### What is expected:
Repeat word for word everything from the line containing "Grounding request — find the balcony in" to the end of the listing, first and last lines included, and only that.

— Begin Listed records —

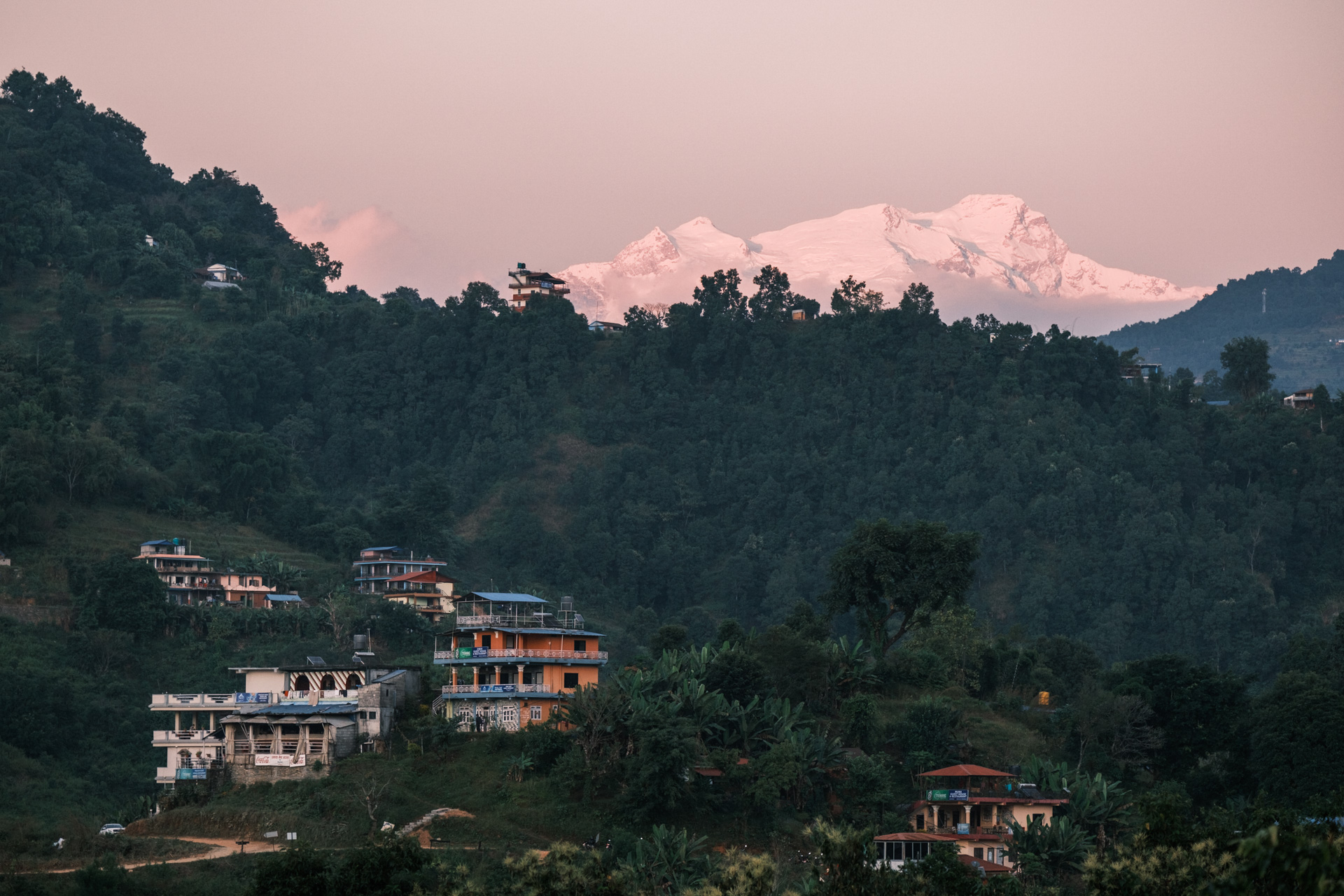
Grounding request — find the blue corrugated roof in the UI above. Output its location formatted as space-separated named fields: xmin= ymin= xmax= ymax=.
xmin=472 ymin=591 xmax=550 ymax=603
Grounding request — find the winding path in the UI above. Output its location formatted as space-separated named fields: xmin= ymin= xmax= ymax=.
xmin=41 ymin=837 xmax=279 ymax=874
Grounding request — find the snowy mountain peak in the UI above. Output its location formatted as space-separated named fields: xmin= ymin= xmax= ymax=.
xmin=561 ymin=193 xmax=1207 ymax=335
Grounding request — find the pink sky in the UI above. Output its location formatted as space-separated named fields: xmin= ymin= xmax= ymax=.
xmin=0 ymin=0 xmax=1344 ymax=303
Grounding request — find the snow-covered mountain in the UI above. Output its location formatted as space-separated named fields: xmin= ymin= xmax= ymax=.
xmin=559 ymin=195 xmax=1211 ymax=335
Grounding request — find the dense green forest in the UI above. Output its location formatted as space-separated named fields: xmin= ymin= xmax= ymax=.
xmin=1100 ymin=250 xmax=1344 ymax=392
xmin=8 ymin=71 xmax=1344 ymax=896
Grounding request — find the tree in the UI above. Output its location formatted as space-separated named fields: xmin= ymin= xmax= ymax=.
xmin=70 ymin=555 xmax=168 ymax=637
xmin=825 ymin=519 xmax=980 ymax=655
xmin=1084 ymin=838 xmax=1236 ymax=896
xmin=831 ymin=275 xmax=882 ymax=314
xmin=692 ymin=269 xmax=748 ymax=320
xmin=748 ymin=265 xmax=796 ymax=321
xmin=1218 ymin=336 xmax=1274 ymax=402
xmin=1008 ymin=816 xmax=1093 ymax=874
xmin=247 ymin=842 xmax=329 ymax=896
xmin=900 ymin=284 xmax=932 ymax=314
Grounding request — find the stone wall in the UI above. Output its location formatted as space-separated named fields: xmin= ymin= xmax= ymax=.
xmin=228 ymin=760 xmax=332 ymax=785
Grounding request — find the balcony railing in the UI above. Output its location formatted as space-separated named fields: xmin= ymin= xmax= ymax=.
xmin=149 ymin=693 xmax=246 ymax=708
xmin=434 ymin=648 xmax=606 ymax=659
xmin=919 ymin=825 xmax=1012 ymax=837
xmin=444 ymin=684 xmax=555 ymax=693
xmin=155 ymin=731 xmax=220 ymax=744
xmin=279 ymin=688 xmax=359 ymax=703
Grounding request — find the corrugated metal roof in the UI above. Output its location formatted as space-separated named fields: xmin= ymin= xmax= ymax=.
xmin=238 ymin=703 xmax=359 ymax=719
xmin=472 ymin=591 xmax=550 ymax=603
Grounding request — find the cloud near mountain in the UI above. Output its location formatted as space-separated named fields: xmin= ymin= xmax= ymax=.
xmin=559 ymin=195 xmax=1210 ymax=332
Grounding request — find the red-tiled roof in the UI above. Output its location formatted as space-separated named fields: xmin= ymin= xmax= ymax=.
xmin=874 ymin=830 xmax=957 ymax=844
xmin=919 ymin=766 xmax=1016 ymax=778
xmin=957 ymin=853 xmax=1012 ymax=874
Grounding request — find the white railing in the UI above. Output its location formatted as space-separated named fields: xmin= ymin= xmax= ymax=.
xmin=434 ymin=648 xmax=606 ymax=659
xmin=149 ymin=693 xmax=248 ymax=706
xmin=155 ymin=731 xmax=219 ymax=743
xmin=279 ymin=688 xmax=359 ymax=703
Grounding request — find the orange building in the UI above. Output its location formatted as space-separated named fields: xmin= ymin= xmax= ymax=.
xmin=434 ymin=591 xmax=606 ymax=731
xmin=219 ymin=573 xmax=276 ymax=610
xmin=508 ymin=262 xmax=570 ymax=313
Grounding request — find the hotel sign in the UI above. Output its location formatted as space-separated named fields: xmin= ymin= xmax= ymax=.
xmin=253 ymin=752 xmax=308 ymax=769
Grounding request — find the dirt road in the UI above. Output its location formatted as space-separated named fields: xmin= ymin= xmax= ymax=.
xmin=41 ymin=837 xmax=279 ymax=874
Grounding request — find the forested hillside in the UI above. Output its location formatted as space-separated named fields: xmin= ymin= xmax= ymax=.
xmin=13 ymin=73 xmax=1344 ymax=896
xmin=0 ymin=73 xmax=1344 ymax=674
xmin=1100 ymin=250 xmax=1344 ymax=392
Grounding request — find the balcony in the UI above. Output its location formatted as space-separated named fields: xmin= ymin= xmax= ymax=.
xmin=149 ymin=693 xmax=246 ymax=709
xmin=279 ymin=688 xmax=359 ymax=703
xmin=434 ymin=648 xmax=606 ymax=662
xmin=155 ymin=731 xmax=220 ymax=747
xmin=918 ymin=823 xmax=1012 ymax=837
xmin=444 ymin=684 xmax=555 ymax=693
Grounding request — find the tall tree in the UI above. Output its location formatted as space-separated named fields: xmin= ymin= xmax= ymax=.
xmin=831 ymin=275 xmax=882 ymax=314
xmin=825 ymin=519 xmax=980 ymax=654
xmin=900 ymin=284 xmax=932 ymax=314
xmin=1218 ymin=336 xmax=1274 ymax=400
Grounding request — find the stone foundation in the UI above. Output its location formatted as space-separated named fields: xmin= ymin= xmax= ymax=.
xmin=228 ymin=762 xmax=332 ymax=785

— End Listed records —

### Problem solution:
Grounding request — find the balcony in the UI above. Output its location formatted as space-separated named fields: xmin= ymin= xmax= ymax=.
xmin=149 ymin=693 xmax=246 ymax=709
xmin=279 ymin=688 xmax=359 ymax=703
xmin=434 ymin=648 xmax=606 ymax=662
xmin=155 ymin=731 xmax=220 ymax=747
xmin=918 ymin=823 xmax=1012 ymax=837
xmin=444 ymin=684 xmax=555 ymax=693
Grounding request — find the tall tree in the UI above. Output its location formatted as space-separated named fields: xmin= ymin= xmax= ymax=.
xmin=831 ymin=275 xmax=882 ymax=314
xmin=825 ymin=519 xmax=980 ymax=654
xmin=900 ymin=284 xmax=932 ymax=314
xmin=1218 ymin=336 xmax=1274 ymax=400
Grounding request — find the stone foundation in the UI above. Output its location formatted as space-separated named fields: xmin= ymin= xmax= ymax=.
xmin=228 ymin=762 xmax=332 ymax=785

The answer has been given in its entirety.